Objective » Count the lines in the items below that contain the string "hiker", treating uppercase and lowercase as different. Reply with the number alone.

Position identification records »
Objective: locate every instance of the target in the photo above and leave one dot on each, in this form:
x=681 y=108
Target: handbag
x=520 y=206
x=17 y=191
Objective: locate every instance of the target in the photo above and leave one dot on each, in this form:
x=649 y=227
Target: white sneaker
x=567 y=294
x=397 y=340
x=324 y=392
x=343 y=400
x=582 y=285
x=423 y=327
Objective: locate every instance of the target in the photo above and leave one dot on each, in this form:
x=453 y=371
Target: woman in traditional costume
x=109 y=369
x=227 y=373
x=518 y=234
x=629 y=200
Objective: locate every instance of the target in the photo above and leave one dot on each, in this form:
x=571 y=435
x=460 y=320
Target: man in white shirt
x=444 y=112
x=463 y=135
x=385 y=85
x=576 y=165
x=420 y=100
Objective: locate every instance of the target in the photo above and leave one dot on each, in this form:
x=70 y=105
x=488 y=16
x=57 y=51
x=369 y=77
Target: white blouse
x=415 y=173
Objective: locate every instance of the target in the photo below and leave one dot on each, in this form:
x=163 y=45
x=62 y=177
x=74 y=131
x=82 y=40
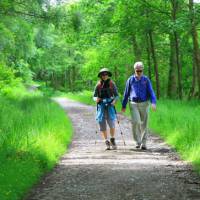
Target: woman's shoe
x=113 y=143
x=107 y=145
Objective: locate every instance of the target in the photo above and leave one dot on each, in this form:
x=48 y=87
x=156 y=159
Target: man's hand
x=113 y=102
x=98 y=100
x=153 y=106
x=123 y=109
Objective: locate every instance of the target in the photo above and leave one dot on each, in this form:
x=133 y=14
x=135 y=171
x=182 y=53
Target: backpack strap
x=111 y=86
x=100 y=86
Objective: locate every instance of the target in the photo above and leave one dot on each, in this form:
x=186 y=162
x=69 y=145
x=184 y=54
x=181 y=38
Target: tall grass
x=178 y=122
x=34 y=132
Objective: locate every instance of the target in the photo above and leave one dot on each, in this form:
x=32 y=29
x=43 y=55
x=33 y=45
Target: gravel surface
x=88 y=172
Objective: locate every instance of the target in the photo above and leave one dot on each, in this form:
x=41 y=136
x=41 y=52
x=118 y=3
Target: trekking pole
x=120 y=127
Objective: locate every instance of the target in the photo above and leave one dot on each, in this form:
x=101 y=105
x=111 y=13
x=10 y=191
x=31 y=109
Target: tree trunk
x=195 y=45
x=155 y=64
x=174 y=10
x=136 y=49
x=179 y=68
x=73 y=77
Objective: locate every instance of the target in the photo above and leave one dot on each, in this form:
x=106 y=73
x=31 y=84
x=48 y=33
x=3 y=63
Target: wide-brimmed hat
x=138 y=65
x=104 y=70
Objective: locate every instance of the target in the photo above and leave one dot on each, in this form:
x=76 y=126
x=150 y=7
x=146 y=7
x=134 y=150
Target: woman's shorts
x=102 y=124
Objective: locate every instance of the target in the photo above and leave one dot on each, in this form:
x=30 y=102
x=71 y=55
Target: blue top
x=138 y=90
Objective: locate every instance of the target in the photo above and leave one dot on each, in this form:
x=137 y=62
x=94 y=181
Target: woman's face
x=104 y=76
x=138 y=72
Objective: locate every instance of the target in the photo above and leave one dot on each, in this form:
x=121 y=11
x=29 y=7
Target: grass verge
x=34 y=133
x=177 y=122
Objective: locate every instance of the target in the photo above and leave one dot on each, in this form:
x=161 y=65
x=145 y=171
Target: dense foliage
x=64 y=46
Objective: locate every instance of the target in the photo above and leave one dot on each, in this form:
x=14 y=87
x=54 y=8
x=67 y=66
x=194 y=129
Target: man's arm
x=152 y=95
x=126 y=95
x=95 y=95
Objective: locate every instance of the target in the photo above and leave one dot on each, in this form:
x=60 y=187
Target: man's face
x=104 y=76
x=138 y=71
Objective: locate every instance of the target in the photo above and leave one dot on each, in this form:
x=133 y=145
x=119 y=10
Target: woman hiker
x=139 y=91
x=106 y=95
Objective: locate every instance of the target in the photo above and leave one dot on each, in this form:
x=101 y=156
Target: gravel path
x=88 y=172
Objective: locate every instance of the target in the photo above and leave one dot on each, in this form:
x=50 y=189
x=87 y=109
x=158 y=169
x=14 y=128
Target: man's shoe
x=113 y=143
x=143 y=147
x=137 y=146
x=107 y=145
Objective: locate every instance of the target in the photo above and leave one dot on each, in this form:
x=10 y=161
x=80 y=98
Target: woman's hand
x=98 y=99
x=153 y=106
x=113 y=102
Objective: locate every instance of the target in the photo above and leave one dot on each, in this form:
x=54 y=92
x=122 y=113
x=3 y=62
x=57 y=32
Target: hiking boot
x=143 y=147
x=137 y=146
x=113 y=143
x=107 y=145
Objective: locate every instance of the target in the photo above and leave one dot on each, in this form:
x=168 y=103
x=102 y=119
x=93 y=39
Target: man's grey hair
x=139 y=65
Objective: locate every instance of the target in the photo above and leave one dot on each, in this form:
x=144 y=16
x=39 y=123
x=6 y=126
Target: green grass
x=34 y=133
x=177 y=122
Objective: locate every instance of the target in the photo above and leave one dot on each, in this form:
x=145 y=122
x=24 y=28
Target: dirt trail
x=88 y=172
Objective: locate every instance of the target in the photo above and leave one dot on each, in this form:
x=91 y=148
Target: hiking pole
x=120 y=127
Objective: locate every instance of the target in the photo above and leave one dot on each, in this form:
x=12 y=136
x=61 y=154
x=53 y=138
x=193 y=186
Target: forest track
x=88 y=172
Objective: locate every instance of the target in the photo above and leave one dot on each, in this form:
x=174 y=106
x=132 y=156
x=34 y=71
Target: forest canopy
x=64 y=45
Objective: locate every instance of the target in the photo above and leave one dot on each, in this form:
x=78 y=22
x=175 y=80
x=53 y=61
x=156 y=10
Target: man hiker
x=105 y=95
x=139 y=91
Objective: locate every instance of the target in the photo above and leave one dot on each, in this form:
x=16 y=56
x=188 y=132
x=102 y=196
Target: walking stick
x=120 y=127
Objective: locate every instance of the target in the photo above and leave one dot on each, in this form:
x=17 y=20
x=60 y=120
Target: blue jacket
x=101 y=108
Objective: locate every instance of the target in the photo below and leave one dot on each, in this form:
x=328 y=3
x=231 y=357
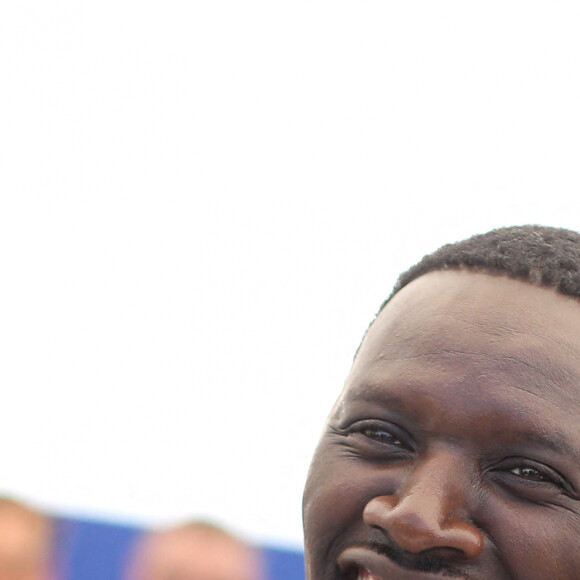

Completed exercise » 2